====== Invoer voor opdracht ======

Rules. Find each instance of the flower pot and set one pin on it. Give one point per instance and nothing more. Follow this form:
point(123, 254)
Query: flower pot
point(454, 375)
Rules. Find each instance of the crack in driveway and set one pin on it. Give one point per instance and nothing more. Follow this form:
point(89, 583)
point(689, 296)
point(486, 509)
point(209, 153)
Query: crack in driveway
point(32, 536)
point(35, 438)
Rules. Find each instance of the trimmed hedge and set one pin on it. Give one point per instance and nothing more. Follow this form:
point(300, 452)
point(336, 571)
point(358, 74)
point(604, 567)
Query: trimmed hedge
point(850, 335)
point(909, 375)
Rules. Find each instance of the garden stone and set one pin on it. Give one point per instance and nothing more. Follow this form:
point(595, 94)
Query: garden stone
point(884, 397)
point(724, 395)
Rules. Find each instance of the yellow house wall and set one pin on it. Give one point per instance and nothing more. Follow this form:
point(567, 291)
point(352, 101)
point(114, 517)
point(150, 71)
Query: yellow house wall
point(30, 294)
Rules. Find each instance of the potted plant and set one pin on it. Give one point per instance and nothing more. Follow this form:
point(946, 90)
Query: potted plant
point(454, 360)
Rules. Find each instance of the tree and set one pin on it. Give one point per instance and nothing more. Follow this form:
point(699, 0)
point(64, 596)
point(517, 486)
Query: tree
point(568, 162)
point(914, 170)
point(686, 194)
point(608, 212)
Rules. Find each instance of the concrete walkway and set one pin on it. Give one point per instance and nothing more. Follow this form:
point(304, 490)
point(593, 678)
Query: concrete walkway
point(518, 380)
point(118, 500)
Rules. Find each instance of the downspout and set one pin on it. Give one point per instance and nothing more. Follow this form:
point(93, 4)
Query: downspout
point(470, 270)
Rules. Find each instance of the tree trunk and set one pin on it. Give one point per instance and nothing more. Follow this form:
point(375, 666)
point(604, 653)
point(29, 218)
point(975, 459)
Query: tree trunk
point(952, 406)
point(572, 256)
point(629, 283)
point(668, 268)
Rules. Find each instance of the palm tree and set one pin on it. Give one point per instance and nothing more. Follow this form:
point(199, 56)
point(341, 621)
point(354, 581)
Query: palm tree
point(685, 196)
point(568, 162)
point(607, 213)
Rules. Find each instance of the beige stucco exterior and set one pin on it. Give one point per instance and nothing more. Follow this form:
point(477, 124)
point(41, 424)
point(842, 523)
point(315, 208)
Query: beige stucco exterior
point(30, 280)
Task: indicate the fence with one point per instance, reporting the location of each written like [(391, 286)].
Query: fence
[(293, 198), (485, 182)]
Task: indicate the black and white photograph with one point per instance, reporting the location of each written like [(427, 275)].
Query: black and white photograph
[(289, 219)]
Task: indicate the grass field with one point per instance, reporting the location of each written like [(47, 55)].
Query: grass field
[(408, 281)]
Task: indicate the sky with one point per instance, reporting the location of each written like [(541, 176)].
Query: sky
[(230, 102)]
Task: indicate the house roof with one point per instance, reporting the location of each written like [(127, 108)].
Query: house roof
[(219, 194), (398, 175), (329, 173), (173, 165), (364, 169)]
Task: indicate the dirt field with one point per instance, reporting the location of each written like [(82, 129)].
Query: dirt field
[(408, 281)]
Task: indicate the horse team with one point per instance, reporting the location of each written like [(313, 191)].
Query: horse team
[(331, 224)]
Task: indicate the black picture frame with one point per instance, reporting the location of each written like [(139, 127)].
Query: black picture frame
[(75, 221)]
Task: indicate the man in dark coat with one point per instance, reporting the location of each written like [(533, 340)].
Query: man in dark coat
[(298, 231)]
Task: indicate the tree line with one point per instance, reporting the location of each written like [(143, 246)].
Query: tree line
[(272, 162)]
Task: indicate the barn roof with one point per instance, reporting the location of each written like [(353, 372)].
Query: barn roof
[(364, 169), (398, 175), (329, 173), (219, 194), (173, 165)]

======

Opgave:
Kopieer alle records hierboven regel voor regel, zonder iets te wijzigen.

Antwoord:
Rules. Find each instance of the flower pot and set one pin on it. Give one point per instance and nothing more. Follow this form:
point(123, 254)
Query: flower pot
point(454, 375)
Rules. Find each instance of the crack in driveway and set one pin on it. Give one point per instance and nothing more. Follow this form:
point(89, 583)
point(689, 296)
point(486, 509)
point(209, 153)
Query: crack in driveway
point(32, 536)
point(35, 438)
Rules. Find each instance of the trimmed hedge and set one pin on it. Give one point per instance and nothing more. Follow this form:
point(300, 452)
point(336, 571)
point(358, 74)
point(604, 567)
Query: trimmed hedge
point(850, 335)
point(909, 375)
Rules. Find each instance of the garden stone and set one pin on it. Give one point per instance and nothing more. Follow this form:
point(595, 94)
Query: garden stone
point(884, 397)
point(724, 395)
Rules. Find each instance of the yellow house wall and set one pin on it. Give one point per instance and nothing more. Follow this form:
point(567, 291)
point(352, 101)
point(114, 517)
point(150, 71)
Query: yellow house wall
point(30, 294)
Rules. Find each instance of the potted plant and set one pin on it. Give one point per instance and nothing more. Follow this form:
point(946, 90)
Query: potted plant
point(454, 360)
Rules. Find each instance of the tree and set one pin on it. Give one point per instance and nothing more. Follow this form:
point(699, 0)
point(64, 596)
point(517, 486)
Query: tree
point(568, 162)
point(914, 170)
point(686, 194)
point(608, 212)
Rules. Find each instance of the concrete walkway and set one pin on it. Give one point per instance and nothing more. Follow this form:
point(304, 490)
point(593, 678)
Query: concrete walkway
point(518, 380)
point(118, 500)
Rules. Find each instance of the downspout and set one pin on it. Give one point per instance and nothing more. Follow this form:
point(93, 4)
Query: downspout
point(470, 270)
Rules. Find each instance of the tree trunk and set one pin on it. Give one point per instance and nothing more. Follow this form:
point(375, 666)
point(604, 653)
point(29, 218)
point(975, 459)
Query: tree trunk
point(952, 406)
point(572, 256)
point(629, 283)
point(668, 268)
Rules. Find each instance of the palm tree and set one pin on it. Give one point per instance and nothing more. Follow this form:
point(199, 56)
point(341, 621)
point(354, 581)
Query: palm tree
point(685, 196)
point(568, 162)
point(607, 213)
Rules. Find each instance of the beige stucco exterior and set one pin on it. Give one point per instance and nothing more. Follow this form:
point(477, 124)
point(41, 424)
point(842, 523)
point(315, 208)
Query: beige stucco exterior
point(30, 280)
Task: indicate the fence with one point per instance, reporting the location of each written like [(391, 286)].
Query: fence
[(293, 198), (485, 182)]
Task: indicate the black and white photograph with one point per instance, reporting the location of each written like [(427, 275)].
Query: black and white photograph
[(289, 219)]
Task: indicate the grass field with one point per instance, reporting the location of each written like [(47, 55)].
Query: grass field
[(408, 281)]
Task: indicate the sky with one point per instance, reporting the location of each written like [(541, 176)].
Query: sky
[(230, 102)]
Task: indicate the house roof with one point per instance, reporting the location of each written like [(127, 108)].
Query: house roof
[(219, 194), (398, 175), (329, 173), (173, 165), (364, 169)]
Task: indicate the dirt field with one point per instance, reporting the location of each written like [(82, 129)].
Query: dirt field
[(408, 281)]
Task: indicate the horse team with one point per instance, reporting the location of each written like [(313, 191)].
Query: horse team
[(331, 224)]
Task: indicate the black picture frame with one point per instance, reporting the location of each written like [(139, 127)].
Query: black picture frame
[(75, 221)]
Task: indicate the man in dark coat with one point per instance, reporting the location of each written like [(533, 340)].
Query: man in dark coat
[(298, 231)]
Task: indicate the tree line with one point per instance, reporting the location of each written like [(143, 246)].
Query: tree line
[(272, 162)]
Task: indicate the barn roof with one point per instance, reporting the location of each written like [(353, 372)].
Query: barn roof
[(364, 169), (398, 175), (329, 173), (219, 194), (173, 165)]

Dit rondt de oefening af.